>> begin TEXT BLOCK

Global 'terror database' World-Check leaked
Thomson Reuters 'working furiously' to secure 2.2 million sensitive records
The "terrorist database" World-Check used by global banks and intelligence agencies has, we're told, leaked online.
The mid-2014 version of the database contains some 2.2 million records and is used by 49 of the world's 50 largest banks, along with 300 government and intelligence agencies. Access to its contents is granted via a strict vetting process and the signing of NDAs.
The Thomson Reuters database is accused of falsely designating citizens and organisations as terrorists. Banks have used this data in whole or in part to shutter accounts, effectively locking people out of vast swathes of the global banking system.
Top security researcher Chris Vickery found a copy of the database sitting on an unsecured Couchbase-powered system online, and told The Register it is still exposed to the internet even after he disclosed its location to Thomson Reuters.
"As far as I know, the original location of the leak is still exposed to the public internet," Vickery says. "Thomson Reuters is working feverishly to get it secured."
Thomson Reuters says it will provide citizens and organisations information about their designation on individual request. Alerts are not issued to known contacts of those affected when terrorist designations are assigned, however.
Publicly revealing the database beyond the aforementioned leak could be reckless: World-Check contains sensitive information on citizens regarding their alleged criminal histories and possible terrorist links.
Thomson Reuters urges banks and other customers use multiple sources alongside World-Check and requests that the secretive database not be cited in any public decision-making materials.
The organisation rejects accusations that World-Check is controversial or simply flat out wrong. However, inaccurate terror designations were revealed by the BBC's Radio 4 which gained 30 minutes of access to the database in August 2015 from a disgruntled customer.
That program revealed various British citizens who had their HSBC bank accounts closed in 2014 without the possibility of appeal, because what they claimed were incorrect records in World-Check identifying them as having terrorist links.
One of those was the account for the UK Finsbury Park Mosque which was described in a HSBC letter as having "fallen outside of HSBC's risk appetite". The mosque was in years past visited by Al Qaeda operatives, Beslan Siege members, and had convicted terrorist Abu Hamza al-Masrim as its imam in 1997.

>> end TEXT BLOCK

§ **WHAT THE TASK REQUIRES**:
Copy the World-Check article between "Top security researcher" and "to Thomson Reuters.", inclusive, renaming "Couchbase-powered" as "Elasticsearch-powered". The items come from a separate source.

>> begin ENTRIES

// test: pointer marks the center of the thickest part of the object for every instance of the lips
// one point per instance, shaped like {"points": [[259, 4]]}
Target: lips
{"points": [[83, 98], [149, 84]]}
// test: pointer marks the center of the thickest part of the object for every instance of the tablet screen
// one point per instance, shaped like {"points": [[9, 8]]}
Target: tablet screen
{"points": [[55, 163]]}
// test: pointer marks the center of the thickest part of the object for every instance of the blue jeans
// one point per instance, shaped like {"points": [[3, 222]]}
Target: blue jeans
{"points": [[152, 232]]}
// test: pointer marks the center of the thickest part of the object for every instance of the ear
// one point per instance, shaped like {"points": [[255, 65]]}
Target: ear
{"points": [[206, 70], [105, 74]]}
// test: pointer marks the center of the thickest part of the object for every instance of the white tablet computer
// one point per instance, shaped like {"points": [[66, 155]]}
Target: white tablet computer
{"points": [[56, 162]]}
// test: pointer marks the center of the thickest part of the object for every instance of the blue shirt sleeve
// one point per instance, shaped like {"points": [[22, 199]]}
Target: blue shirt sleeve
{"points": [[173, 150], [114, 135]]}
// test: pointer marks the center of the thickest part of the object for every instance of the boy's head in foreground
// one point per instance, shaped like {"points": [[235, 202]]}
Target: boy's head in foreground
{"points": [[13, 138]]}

>> end ENTRIES
>> begin ENTRIES

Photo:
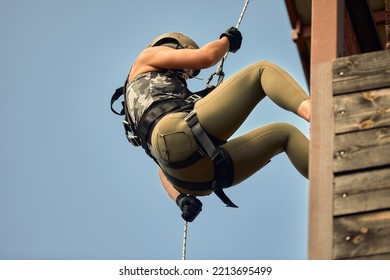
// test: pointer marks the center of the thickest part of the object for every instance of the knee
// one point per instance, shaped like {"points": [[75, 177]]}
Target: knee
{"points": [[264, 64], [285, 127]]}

>> end ENTRIES

§ **CORRECT RESPONSE**:
Top security researcher Chris Vickery found a copy of the database sitting on an unsecured Elasticsearch-powered system online, and told The Register it is still exposed to the internet even after he disclosed its location to Thomson Reuters.